**Task instructions**.
1. From the passage about U.S. healthcare, copy word for word the stretch from "A sick person" through "just not helping.".
2. Carry the passage about U.S. healthcare forward from its last sentence.

**Page excerpt**.
A sick person is sort of like that cable box - the goal should be to get it working again as soon as possible, and not get bogged down in any technicalities, like who's making the phone call, or whose name is on the account. This is why people are clogging the E.R. rooms at the hospitals when they get sick and they don't have insurance, because in the E.R., they have to help everyone who walks in the door. I think the problem just boils down to too many people, and it's high time for those evangelist Republicans to rethink their stances on abortion and birth control, because we've got too many Americans as it is, and their ideology is just not helping.
Moore's strongest argument might be that we already have socialized services in the U.S., namely police forces, fire departments, public schools and libraries, and those haven't turned us into Communists, so why not just add one more public service, healthcare, and then call it a day?
Moore then does a bit of what he later did in "Where to Invade Next", comparing the broken U.S. healthcare system to the ones in other countries, and then goes for the jugular by showing us people who were 9/11 first responders who have been denied medical coverage in the U.S. - even though they were promised coverage for their injuries, the amount of paperwork roadblocks that were put in their way often prevented them from getting the treatment they needed - meanwhile, our Congressmen get free medical care, something that we should think about taking away, if they're going to deny it to others. The biggest gut-punch to these ailing heroes was the realization that the captured terrorist suspects at Guantanamo Bay were getting medical care, and they weren't.

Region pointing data
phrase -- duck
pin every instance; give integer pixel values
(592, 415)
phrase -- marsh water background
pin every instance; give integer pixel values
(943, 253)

**Task results**.
1.
A sick person is sort of like that cable box - the goal should be to get it working again as soon as possible, and not get bogged down in any technicalities, like who's making the phone call, or whose name is on the account. This is why people are clogging the E.R. rooms at the hospitals when they get sick and they don't have insurance, because in the E.R., they have to help everyone who walks in the door. I think the problem just boils down to too many people, and it's high time for those evangelist Republicans to rethink their stances on abortion and birth control, because we've got too many Americans as it is, and their ideology is just not helping.

2.
So Moore took a bunch of these 9/11 heroes and sailed around Guantanamo Bay with a bullhorn, to request the same medical care for these Americans that our enemies were getting inside - which is one of those total dick moves that Moore is famous for, like ambushing CEOs that don't want to be interviewed or that shady crap he pulled in the gun store near Columbine. I mean, come on, he KNEW that they weren't going to open up a military installation like Gitmo just to give some regular citizens a check-up, right? But then he surprised me by doing the decent thing, and getting them some quality medical care at deep discount prices in Havana. So maybe he does have a heart after all, even if it's a bleeding one.
Moore also relates how he paid the medical bills for the wife one of his enemies, who ran a bunch of anti-Michael Moore web-sites but couldn't keep the sites running and pay those medical bills. Well, you know someone's really a champion of free speech when he defends someone else's right to say nasty things about him. But this doesn't really count as a good deed in my book if he also puts it in his own documentary to show everyone what a great human he is.
Also starring (in archive footage): George W. Bush, Bill Clinton, Hilary Clinton, Richard Nixon.